- **Stated task**
Reproduce the listing that follows with no differences at all.
##### Provided data #####
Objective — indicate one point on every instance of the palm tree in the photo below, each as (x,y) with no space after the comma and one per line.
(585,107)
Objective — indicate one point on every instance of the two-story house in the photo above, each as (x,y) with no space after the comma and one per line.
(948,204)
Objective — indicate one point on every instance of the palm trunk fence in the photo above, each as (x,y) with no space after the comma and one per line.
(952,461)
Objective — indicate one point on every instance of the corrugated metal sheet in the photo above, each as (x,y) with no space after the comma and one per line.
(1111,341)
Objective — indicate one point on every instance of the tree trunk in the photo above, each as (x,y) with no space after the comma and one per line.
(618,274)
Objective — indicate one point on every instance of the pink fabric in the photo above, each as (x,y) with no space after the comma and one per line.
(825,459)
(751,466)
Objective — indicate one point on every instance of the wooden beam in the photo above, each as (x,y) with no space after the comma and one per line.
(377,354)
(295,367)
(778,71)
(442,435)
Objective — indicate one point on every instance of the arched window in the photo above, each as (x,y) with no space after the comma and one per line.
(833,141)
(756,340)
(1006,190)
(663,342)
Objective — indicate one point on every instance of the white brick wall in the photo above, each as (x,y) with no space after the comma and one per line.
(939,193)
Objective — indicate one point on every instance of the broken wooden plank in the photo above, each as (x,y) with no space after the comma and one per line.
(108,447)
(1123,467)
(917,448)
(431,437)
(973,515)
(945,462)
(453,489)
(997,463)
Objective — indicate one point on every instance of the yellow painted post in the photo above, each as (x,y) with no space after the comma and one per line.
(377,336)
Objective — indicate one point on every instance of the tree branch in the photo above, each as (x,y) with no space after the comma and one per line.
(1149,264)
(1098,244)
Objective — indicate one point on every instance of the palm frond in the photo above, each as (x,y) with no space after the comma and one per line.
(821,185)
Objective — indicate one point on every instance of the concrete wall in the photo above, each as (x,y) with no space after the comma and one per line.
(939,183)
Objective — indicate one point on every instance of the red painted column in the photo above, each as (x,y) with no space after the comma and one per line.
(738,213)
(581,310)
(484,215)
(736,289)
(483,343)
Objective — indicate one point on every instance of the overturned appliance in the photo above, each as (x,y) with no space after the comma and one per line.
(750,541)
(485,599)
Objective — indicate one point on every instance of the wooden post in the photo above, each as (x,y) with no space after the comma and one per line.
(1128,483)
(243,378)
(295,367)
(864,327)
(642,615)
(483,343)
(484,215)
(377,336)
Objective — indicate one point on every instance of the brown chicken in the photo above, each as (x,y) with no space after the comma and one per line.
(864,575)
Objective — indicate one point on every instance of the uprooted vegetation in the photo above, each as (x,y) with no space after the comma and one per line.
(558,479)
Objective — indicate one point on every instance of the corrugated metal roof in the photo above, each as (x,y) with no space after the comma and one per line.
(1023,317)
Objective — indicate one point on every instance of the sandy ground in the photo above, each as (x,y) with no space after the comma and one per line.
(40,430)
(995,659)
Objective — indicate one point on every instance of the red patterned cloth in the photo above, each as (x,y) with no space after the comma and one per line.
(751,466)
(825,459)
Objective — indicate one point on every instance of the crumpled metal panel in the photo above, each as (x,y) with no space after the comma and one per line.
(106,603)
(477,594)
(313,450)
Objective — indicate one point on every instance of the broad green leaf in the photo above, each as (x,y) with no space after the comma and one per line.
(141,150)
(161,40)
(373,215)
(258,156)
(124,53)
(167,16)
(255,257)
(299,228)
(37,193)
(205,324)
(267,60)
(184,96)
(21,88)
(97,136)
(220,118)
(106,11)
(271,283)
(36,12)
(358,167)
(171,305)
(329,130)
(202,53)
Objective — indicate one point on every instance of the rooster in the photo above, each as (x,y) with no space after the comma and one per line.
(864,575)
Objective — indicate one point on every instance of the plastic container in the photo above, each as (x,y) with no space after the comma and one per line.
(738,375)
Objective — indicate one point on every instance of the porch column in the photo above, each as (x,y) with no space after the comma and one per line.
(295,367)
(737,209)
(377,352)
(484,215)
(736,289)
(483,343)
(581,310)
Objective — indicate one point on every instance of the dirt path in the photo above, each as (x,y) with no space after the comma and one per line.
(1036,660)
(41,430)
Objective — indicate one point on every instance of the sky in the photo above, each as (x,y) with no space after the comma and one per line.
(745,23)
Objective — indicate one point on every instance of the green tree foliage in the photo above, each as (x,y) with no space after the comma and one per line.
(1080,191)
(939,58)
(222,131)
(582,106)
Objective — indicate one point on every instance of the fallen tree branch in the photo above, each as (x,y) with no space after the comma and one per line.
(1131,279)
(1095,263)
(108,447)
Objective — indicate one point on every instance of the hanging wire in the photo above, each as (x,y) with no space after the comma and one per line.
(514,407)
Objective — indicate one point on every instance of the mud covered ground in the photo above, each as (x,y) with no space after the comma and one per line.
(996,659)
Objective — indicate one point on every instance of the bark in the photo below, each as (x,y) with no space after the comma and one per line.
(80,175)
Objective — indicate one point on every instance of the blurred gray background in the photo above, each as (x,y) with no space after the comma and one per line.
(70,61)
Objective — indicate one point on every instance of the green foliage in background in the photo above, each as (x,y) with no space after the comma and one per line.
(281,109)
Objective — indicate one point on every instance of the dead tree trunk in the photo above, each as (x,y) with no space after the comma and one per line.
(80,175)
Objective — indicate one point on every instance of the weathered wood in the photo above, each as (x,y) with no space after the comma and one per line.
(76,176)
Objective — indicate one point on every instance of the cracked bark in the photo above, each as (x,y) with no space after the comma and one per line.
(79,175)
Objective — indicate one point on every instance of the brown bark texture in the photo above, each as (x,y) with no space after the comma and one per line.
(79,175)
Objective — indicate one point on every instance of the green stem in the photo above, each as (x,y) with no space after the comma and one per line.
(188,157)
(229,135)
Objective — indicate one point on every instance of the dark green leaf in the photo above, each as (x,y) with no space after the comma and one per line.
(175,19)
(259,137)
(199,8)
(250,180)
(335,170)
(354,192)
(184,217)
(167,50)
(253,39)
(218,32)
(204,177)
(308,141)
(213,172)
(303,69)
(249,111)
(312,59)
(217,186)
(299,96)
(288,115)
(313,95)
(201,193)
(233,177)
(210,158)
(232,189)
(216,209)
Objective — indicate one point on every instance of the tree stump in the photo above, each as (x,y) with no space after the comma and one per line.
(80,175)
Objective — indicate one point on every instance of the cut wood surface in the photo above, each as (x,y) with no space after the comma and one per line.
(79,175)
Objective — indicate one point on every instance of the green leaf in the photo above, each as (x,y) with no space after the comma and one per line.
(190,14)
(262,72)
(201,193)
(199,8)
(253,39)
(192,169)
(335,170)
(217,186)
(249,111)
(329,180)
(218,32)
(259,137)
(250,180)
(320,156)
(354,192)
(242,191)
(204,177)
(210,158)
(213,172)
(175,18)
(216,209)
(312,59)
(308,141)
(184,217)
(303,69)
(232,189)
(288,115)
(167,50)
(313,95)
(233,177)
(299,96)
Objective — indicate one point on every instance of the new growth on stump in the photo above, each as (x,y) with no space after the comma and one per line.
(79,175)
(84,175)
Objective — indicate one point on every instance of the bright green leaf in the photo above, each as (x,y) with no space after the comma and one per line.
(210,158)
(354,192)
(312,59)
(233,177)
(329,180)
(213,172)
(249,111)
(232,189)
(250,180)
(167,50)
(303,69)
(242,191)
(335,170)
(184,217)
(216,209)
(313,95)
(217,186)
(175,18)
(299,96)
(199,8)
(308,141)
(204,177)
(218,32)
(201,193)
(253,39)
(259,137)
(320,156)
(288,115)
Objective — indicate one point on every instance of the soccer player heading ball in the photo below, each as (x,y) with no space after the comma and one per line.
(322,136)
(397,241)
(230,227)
#####
- **Correct response**
Objective — indicate one point on every instance of the palm tree in the photo below, each as (x,y) with no space after the comma and one per line.
(585,107)
Objective — indicate one point on every instance of the two-story house in the photo above, each as (x,y) with no space after the comma and one per line.
(948,204)
Objective — indicate one point on every instance of the palm trunk fence in the photo above, each as (x,y) with no space after the comma and one per line.
(952,461)
Objective — indicate one point on every instance of the corrugated metal sheet in the photo above, each as (x,y) with no space after the comma and one per line.
(1111,341)
Objective — indicate one point on every instance of the tree trunk in the photo above, each as (x,y) with no space after the comma and one per line.
(618,274)
Objective — indicate one point on every instance of the pink fabric in the photo above, each as (x,y) with no space after the comma and one per line.
(825,459)
(751,466)
Objective — indicate one point on every instance of the wooden beam in the photo above, each as (x,y) with no space after the comma and one per line.
(377,354)
(295,367)
(778,71)
(442,435)
Objective — indicate one point on every instance of the arched window in the photo above, each as (x,y) with no space after the comma and one per line.
(833,141)
(756,340)
(1006,190)
(663,342)
Objective — indicate one point on every instance of the white brick wall in the photo above, each as (x,y) with no space after the comma and one per line.
(939,193)
Objective — indicate one point on every instance of the broken wooden plank in the photo above, each as (x,y) with no space after the comma and one per line.
(108,447)
(1123,467)
(917,448)
(431,437)
(973,515)
(945,462)
(453,489)
(997,463)
Objective — indicate one point on every instance of the yellow painted post in the photo above, each as (x,y) with no space after the comma and one per line.
(377,336)
Objective — indicate one point on every instance of the tree branch in the photo above, each as (x,y) with no space after the comma and one per line.
(1149,264)
(1098,244)
Objective — indicate one point on every instance of the palm frond in the photo above, each as (x,y) with no space after the comma and one per line.
(821,185)
Objective — indicate one point on every instance of the concrete wall in the photo above, each as (x,y) with no space after the comma and one per line.
(939,183)
Objective — indicate one point on every instance of the red painted column in the photo above, each as (x,y) with no space after the comma and one per line.
(738,213)
(581,310)
(484,215)
(736,289)
(483,343)
Objective — indicate one point on every instance of the overturned appliance in the photo above, each as (x,y) with no space after the comma and one per line.
(750,541)
(485,599)
Objective — indicate one point on every instance of the wooden post in the photo above, each as (x,y) with no space after the comma and one per line.
(1128,483)
(243,378)
(295,367)
(864,327)
(642,615)
(483,343)
(484,215)
(377,336)
Objective — indicate one point on every instance of the brown chicken in the photo above, each as (x,y) with no space after the comma and one per line.
(864,575)
Objective — indicate one point on every instance of the uprooted vegetation in the photo above, each as (x,y) with no space after the comma and one per line.
(558,479)
Objective — indicate one point on every instance of the corrugated metal roof in the photo above, each as (x,y) with no space after the comma and one per line.
(1023,317)
Objective — indicate one point on every instance of the sandy ground in the photo above, each as (x,y) with no space after the comma and one per line.
(40,430)
(995,659)
Objective — indicate one point on every instance of the red patterned cloth in the photo above, each as (x,y) with no space after the comma and one per line.
(751,466)
(825,459)
Objective — indicate one point on every instance of the crumpled metal panel in the photo above, each as (x,y) with no space after the comma and one per line.
(106,603)
(477,594)
(313,450)
Objective — indicate one point on every instance of the broad green leaf in the photo above, each as (x,y) with no space after the comma and one per line.
(141,150)
(161,40)
(373,215)
(258,156)
(124,53)
(167,16)
(255,257)
(299,228)
(37,193)
(205,324)
(267,60)
(184,96)
(21,88)
(97,136)
(220,118)
(106,11)
(271,283)
(36,12)
(358,167)
(171,305)
(329,130)
(202,53)
Objective — indicate one point on every instance of the rooster in the photo above, each as (x,y) with no space after the comma and one per line.
(864,575)
Objective — indicate one point on every instance of the plastic container in the photo above, each as (x,y) with no space after the comma and one per line.
(738,375)
Objective — indicate one point on every instance of the porch column in the photo above, each as (x,y) with no space after the comma and one per line.
(295,367)
(737,209)
(377,352)
(484,215)
(736,289)
(483,343)
(581,310)
Objective — indicate one point on every instance of the dirt path in the photo above, each as (x,y) with no space after the comma and one per line.
(1036,660)
(41,430)
Objective — indicate one point on every instance of the sky in the photo above, each as (x,y) with no space after the comma and one per line.
(745,23)
Objective — indicate one point on every instance of the green tree foliage in the photo above, each as (x,y) with no space after the comma and one per line.
(1080,191)
(939,58)
(222,131)
(582,106)
Objective — indicate one point on every instance of the fallen tree branch in the photo above, each as (x,y) with no space after the comma and one per line.
(1131,279)
(1095,263)
(108,447)
Objective — indicate one point on every instance of the hanging wire in the photo above, each as (x,y) with no space after the comma and one per line.
(514,407)
Objective — indicate one point on every instance of the mud covered ground in the photo above, each as (x,y) with no space after the comma and one per line.
(996,659)
Objective — indicate one point on every instance of the bark in the photo below, each as (x,y) with no space after the comma and one per line.
(80,175)
Objective — indicate one point on every instance of the blurred gray background in the photo above, each as (x,y) with no space after the comma and one per line.
(70,61)
Objective — indicate one point on every instance of the green foliage in background in the photo above, each as (x,y) with no space after the comma and one per line.
(281,109)
Objective — indicate one point on every instance of the dead tree trunk in the photo above, each as (x,y) with no space after the comma and one per line.
(80,175)
Objective — indicate one point on every instance of the weathered wood in the photo above, each as (x,y) with no space after the comma and one per line.
(76,176)
Objective — indicate one point on every instance of the cracked bark in the photo above, each as (x,y) with no space after the comma and one per line.
(79,175)
Objective — indicate one point on every instance of the brown bark texture in the photo above, each as (x,y) with no space after the comma and one per line.
(79,175)
Objective — indicate one point on every instance of the green stem in the photo above, each as (x,y) with no space after the comma and one per line.
(188,157)
(229,135)
Objective — indicate one point on every instance of the dark green leaf in the photo above, each as (x,y) with no space after the comma and one per line.
(175,19)
(259,137)
(199,8)
(250,180)
(335,170)
(354,192)
(184,217)
(167,50)
(253,39)
(218,32)
(204,177)
(308,141)
(213,172)
(303,69)
(249,111)
(312,59)
(217,186)
(299,96)
(288,115)
(313,95)
(201,193)
(233,177)
(210,158)
(232,189)
(216,209)
Objective — indicate one point on every instance of the tree stump in the photo above, each as (x,y) with no space after the comma and one per line.
(80,175)
Objective — indicate one point on every instance of the cut wood surface in the photo above, each as (x,y) with no space after the comma and one per line.
(79,175)
Objective — indicate one point on every instance of the green leaf in the photo above, each as (x,y) with no space after the comma and one per line.
(190,14)
(262,72)
(201,193)
(199,8)
(253,39)
(192,169)
(335,170)
(217,186)
(249,111)
(329,180)
(218,32)
(259,137)
(250,180)
(320,156)
(354,192)
(242,191)
(204,177)
(210,158)
(213,172)
(175,18)
(216,209)
(312,59)
(308,141)
(184,217)
(303,69)
(232,189)
(288,115)
(167,50)
(313,95)
(233,177)
(299,96)
Objective — indicate one point on every instance of the new growth on stump in the photo above, each as (x,y) with no space after the comma and one per line.
(79,175)
(84,175)
Objective — indicate one point on every instance of the bright green leaf in the photo above, each as (x,y) with no space after the comma and one per line.
(210,158)
(354,192)
(312,59)
(233,177)
(329,180)
(213,172)
(249,111)
(232,189)
(250,180)
(167,50)
(303,69)
(242,191)
(335,170)
(184,217)
(216,209)
(313,95)
(217,186)
(175,18)
(299,96)
(199,8)
(308,141)
(204,177)
(218,32)
(201,193)
(253,39)
(259,137)
(320,156)
(288,115)
Objective — indicate one point on every instance of the soccer player heading ball in the photo below, each as (x,y) with no space after the comma and one per line.
(322,136)
(397,241)
(230,227)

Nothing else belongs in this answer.